Data items.
········

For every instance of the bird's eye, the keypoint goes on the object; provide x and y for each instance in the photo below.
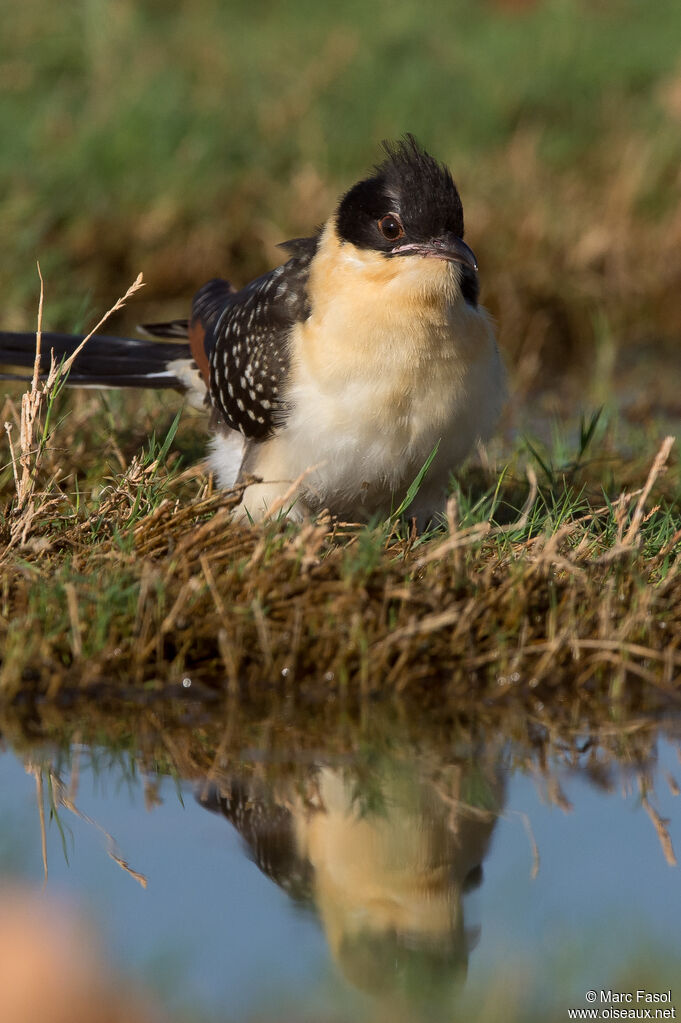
(391, 227)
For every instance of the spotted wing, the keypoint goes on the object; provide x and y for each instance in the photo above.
(248, 345)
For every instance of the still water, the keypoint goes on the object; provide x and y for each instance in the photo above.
(479, 880)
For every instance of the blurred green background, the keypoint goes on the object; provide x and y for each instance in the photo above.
(187, 138)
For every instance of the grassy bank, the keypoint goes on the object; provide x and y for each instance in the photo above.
(553, 575)
(188, 142)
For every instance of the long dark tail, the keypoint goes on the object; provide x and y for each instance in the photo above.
(104, 361)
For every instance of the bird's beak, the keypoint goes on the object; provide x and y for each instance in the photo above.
(449, 248)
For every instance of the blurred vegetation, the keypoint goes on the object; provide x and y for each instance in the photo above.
(187, 139)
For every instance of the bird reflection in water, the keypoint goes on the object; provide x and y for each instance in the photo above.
(384, 851)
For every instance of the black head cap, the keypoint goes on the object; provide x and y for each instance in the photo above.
(409, 183)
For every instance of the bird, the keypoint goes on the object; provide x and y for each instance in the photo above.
(334, 377)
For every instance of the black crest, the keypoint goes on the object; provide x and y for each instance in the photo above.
(409, 182)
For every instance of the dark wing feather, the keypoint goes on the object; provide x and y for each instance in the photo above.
(248, 345)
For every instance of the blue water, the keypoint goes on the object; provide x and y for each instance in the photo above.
(213, 932)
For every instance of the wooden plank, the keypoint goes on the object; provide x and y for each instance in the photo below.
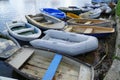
(20, 58)
(88, 30)
(52, 68)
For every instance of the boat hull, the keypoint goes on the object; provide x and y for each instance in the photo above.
(37, 64)
(93, 22)
(27, 32)
(57, 23)
(96, 31)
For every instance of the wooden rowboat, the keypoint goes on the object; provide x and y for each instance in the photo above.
(44, 21)
(90, 30)
(90, 22)
(37, 64)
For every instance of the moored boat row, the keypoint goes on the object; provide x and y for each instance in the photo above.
(50, 59)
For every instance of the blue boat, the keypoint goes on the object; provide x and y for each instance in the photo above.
(96, 31)
(54, 12)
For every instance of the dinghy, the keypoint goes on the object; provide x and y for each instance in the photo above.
(6, 78)
(66, 42)
(72, 16)
(95, 13)
(44, 21)
(53, 12)
(8, 46)
(96, 31)
(71, 9)
(90, 22)
(36, 64)
(23, 31)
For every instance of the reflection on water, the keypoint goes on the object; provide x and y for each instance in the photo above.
(16, 9)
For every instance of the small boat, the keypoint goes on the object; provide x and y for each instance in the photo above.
(72, 15)
(23, 31)
(86, 8)
(44, 21)
(37, 64)
(6, 78)
(8, 46)
(105, 8)
(90, 22)
(95, 13)
(66, 42)
(53, 12)
(90, 30)
(71, 9)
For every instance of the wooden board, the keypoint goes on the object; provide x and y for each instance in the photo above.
(21, 57)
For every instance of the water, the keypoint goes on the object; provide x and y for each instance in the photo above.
(16, 10)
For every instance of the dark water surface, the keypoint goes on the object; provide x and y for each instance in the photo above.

········

The problem.
Please put the lines of all the entries above into a JSON list of strings, one string per line, skipping any blank lines. Leave the pictures out.

Response for this exercise.
[
  "For every instance of the bird's eye, the keypoint goes on the object; provide x and y for each instance in the photo below.",
  "(391, 227)",
  "For every instance of the spotted wing, the keypoint goes on the object; provide x and y for each instance in the photo above.",
  "(248, 345)",
  "For every instance of the still water, the keypoint goes on the object; provide x and y for each instance in the photo above.",
  "(479, 880)",
  "For every instance of the blurred green background, the keypoint goes on the object; provide x and y for each instance in the photo above.",
  "(187, 138)",
  "For every instance of the grassy bank, the keypoint goes on the object; provide x and y for each instance in the photo above.",
  "(553, 575)",
  "(188, 142)",
  "For every instance of the long dark tail, the keypoint goes on the object; provide x and y for each instance in the photo above.",
  "(104, 361)",
  "For every instance of the bird's beak, the keypoint goes on the object; provide x and y for each instance in the photo above.",
  "(449, 248)",
  "For every instance of the blurred vegetation, the keypoint goes on the object; provide x and y for each instance in the photo above.",
  "(187, 139)",
  "For every instance of the bird reflection in water, the keypoint goes on the object; provide x and y for each instance in the photo above.",
  "(384, 851)",
  "For every instance of the black head cap, the keypoint goes on the object; provide x and y for each instance in the photo above.",
  "(409, 183)",
  "For every instance of the bird, the keypoint goes on the object; provide x and y for each instance in the photo above.",
  "(334, 377)",
  "For every instance of the black crest, the keypoint goes on the object; provide x and y for each instance in the photo above.",
  "(409, 182)",
  "For every instance of the dark wing feather, the keypoint goes on the object; provide x and y for each instance in the photo above.",
  "(248, 345)",
  "For every instance of the blue water, the keypoint goes on the object; provide x and y for each instance in the photo above.",
  "(213, 932)",
  "For every instance of the wooden plank, the keypoint goes on the object; provide x and y for each instance in the photo below.",
  "(20, 58)",
  "(88, 30)",
  "(52, 68)",
  "For every instance of the boat hull, the keypoint goes on the object; provide x and y for each instance in the photo above.",
  "(37, 64)",
  "(93, 22)",
  "(27, 32)",
  "(57, 23)",
  "(96, 31)",
  "For every instance of the wooden rowboat, the keypoint goes on the object; provide x and y for each instance in the photo above.",
  "(44, 21)",
  "(90, 30)",
  "(90, 22)",
  "(37, 64)",
  "For every instance of the moored boat row, the keypoint goes on the object; provide x and y for each instance in the photo above.",
  "(50, 59)",
  "For every instance of the blue boat, the keypoint goes on the object; provide x and y for each instance in the photo above.",
  "(96, 31)",
  "(54, 12)",
  "For every instance of the dinghy, the keypoint goes on the object; provide x and y for each instance in the photo above.",
  "(6, 78)",
  "(66, 42)",
  "(72, 16)",
  "(95, 13)",
  "(44, 21)",
  "(53, 12)",
  "(8, 46)",
  "(96, 31)",
  "(71, 9)",
  "(90, 22)",
  "(36, 64)",
  "(23, 31)",
  "For every instance of the reflection on water, the keypoint goes on the object; provide x and y for each instance in the photo above.",
  "(16, 9)",
  "For every instance of the small boat, the keypoint goes on the object; provide x and y for each instance in the photo above.",
  "(72, 15)",
  "(23, 31)",
  "(86, 8)",
  "(44, 21)",
  "(37, 64)",
  "(6, 78)",
  "(8, 46)",
  "(105, 8)",
  "(90, 22)",
  "(95, 13)",
  "(66, 42)",
  "(53, 12)",
  "(90, 30)",
  "(71, 9)",
  "For every instance of the wooden board, the keypoint goes on the object; provide x and y for each instance in the photo above.",
  "(21, 57)",
  "For every instance of the water, the keypoint goes on the object; provide x and y for each instance in the photo above.",
  "(16, 10)",
  "For every instance of the dark water surface, the keypoint goes on the object; provide x and y for each instance in the photo above."
]